▶ **AIM**: List every line below that contains the string "green".
-=-=-
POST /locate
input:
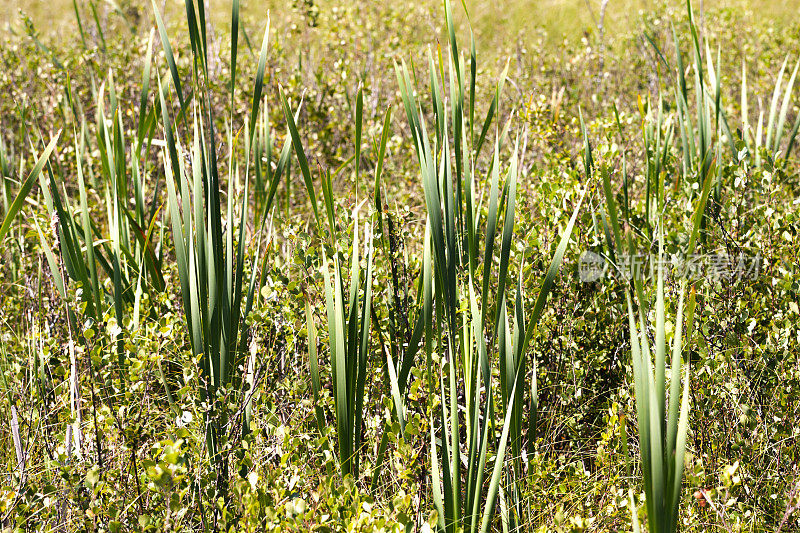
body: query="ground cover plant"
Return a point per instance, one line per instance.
(370, 267)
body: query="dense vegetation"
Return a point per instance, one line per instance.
(378, 267)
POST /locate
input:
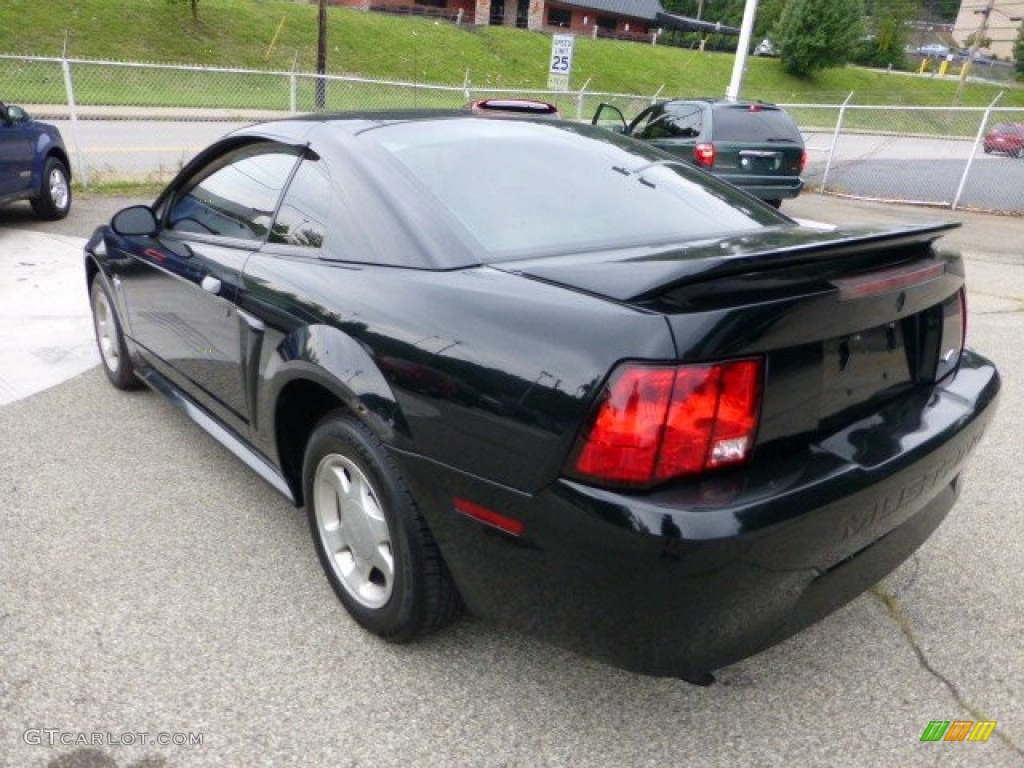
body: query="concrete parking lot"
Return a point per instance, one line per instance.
(155, 593)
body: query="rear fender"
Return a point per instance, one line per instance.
(340, 365)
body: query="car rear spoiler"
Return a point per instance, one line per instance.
(639, 274)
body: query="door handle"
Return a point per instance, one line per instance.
(211, 285)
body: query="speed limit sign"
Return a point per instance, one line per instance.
(561, 61)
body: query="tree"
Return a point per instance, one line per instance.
(195, 7)
(888, 24)
(814, 35)
(769, 13)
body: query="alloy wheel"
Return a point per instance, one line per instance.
(353, 530)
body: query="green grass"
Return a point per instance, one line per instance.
(239, 33)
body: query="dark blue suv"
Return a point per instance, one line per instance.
(33, 164)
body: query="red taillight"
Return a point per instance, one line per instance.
(705, 155)
(655, 423)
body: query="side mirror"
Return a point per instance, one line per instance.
(609, 118)
(16, 115)
(135, 221)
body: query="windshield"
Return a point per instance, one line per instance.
(523, 188)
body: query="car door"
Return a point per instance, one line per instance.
(16, 152)
(182, 291)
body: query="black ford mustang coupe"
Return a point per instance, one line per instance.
(552, 375)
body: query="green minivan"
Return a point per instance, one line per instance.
(753, 144)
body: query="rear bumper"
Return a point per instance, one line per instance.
(697, 577)
(768, 187)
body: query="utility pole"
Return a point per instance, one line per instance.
(978, 35)
(745, 30)
(322, 56)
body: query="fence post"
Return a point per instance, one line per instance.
(832, 150)
(974, 150)
(293, 86)
(580, 97)
(83, 172)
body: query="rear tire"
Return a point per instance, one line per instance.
(53, 201)
(110, 339)
(372, 541)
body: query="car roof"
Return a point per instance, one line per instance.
-=-=-
▶ **THE OUTPUT**:
body: query="green grass"
body: query="green minivan"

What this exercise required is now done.